[Outline records]
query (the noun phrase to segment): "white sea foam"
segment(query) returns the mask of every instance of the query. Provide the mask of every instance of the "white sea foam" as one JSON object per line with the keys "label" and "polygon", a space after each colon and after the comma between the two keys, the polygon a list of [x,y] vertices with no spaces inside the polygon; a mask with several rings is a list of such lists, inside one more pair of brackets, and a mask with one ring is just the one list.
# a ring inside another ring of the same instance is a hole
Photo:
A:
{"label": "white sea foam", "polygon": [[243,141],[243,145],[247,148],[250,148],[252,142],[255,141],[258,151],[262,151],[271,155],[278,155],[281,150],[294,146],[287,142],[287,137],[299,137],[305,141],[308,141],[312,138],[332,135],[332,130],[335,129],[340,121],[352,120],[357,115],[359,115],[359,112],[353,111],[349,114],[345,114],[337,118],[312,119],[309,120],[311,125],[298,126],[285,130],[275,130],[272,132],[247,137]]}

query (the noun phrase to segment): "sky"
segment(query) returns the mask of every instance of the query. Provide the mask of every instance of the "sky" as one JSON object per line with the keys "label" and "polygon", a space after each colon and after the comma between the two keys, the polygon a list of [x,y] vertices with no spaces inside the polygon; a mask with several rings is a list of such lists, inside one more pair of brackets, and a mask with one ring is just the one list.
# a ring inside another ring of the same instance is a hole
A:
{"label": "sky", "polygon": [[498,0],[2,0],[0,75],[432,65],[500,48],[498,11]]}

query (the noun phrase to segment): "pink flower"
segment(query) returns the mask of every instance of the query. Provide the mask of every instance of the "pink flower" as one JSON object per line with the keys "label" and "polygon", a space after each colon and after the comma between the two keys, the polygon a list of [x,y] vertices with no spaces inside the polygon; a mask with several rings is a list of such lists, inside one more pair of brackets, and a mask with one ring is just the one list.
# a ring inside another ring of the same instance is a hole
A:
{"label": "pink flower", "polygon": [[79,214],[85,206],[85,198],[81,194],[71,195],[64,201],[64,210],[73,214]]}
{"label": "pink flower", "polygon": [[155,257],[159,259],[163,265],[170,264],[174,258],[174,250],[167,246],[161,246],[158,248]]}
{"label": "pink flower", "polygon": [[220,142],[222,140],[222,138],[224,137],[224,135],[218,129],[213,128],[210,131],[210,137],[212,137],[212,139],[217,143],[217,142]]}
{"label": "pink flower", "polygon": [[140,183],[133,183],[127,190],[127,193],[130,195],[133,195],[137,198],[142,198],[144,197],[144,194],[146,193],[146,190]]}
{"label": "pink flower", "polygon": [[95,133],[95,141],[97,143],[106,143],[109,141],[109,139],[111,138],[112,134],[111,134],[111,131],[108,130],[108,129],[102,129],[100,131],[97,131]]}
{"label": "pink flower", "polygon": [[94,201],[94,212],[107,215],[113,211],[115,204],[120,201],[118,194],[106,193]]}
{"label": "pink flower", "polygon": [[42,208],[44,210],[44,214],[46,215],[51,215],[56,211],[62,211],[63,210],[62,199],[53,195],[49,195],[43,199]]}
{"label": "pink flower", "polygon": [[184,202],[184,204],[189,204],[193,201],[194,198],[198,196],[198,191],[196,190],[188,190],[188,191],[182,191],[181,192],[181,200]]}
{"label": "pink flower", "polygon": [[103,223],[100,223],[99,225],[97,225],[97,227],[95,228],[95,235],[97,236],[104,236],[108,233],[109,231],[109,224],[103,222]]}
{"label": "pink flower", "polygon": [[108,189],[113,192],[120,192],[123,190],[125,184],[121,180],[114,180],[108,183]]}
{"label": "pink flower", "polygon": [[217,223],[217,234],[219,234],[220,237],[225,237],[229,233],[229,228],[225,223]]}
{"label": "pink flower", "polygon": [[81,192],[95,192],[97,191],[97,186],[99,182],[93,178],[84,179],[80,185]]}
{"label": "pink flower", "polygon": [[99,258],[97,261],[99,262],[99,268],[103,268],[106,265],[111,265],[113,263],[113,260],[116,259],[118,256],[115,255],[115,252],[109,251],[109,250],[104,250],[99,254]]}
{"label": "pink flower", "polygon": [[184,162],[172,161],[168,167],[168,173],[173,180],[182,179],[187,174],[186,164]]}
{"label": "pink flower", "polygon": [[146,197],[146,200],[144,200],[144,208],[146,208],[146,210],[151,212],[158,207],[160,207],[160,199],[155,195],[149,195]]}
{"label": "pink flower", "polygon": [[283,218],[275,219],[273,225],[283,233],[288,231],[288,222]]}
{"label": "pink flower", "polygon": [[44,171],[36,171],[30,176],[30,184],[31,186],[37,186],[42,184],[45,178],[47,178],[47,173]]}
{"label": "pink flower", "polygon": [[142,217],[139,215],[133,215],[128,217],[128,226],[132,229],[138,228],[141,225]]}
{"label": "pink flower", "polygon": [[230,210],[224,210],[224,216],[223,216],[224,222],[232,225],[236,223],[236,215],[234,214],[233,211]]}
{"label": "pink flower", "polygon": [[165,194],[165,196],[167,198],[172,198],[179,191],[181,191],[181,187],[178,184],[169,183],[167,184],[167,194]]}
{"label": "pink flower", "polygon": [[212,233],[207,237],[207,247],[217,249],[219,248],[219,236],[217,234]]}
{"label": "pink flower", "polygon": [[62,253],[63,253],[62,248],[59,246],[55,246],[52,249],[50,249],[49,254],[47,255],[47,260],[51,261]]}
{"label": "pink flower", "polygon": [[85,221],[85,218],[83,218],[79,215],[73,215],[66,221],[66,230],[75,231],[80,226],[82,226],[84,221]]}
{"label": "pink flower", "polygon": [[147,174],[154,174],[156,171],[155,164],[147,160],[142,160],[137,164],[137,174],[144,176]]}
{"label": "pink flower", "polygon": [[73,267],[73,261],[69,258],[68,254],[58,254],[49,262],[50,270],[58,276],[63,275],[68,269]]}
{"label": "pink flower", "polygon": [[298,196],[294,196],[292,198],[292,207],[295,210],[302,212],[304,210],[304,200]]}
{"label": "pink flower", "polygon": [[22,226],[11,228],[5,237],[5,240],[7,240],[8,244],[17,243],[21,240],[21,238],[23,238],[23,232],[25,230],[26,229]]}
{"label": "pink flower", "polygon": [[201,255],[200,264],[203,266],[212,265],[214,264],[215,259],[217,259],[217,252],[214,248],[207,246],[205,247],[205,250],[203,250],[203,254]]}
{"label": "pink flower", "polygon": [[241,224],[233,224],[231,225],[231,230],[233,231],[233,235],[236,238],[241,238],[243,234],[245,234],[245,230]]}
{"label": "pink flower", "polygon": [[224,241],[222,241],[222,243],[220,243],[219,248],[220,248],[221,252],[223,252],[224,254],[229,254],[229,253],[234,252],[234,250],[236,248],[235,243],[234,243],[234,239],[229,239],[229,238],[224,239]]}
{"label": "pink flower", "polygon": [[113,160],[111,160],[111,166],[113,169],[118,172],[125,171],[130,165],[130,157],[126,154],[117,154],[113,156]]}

Given task: Gather every line of the records above that contains the string "lists", matching case exactly.

Written reply:
segment(query) returns the mask of every instance of the query. Provide the mask of every instance of the "white sea foam" as one JSON object per line with the keys "label" and "polygon", a space after each colon and after the comma between the two keys, the polygon a list of [x,y] vertices with no spaces inside the polygon; a mask with several rings is a list of such lists, inside one more pair of brackets, and a mask with one ring is just the one list.
segment(query) returns the mask of every instance of the query. Provide the mask of every instance of the "sky" as one JSON object per line with the keys "label" and "polygon", a space after each colon and after the comma between the two keys, the polygon a list of [x,y] vertices with no spaces inside the polygon; a mask with several rings is a list of such lists, inside one more pair of brackets, and a mask with one ring is just the one list.
segment(query) returns the mask of every instance of the query. Provide the mask of every instance of the "pink flower" as one JSON object per line with the keys "label" and "polygon", a space after each colon and after the comma between the two keys, the polygon a list of [x,y] vertices with no spaces inside the polygon; a mask with several rings is a list of such lists, inside one more pair of brackets, and a mask with one ring is just the one list.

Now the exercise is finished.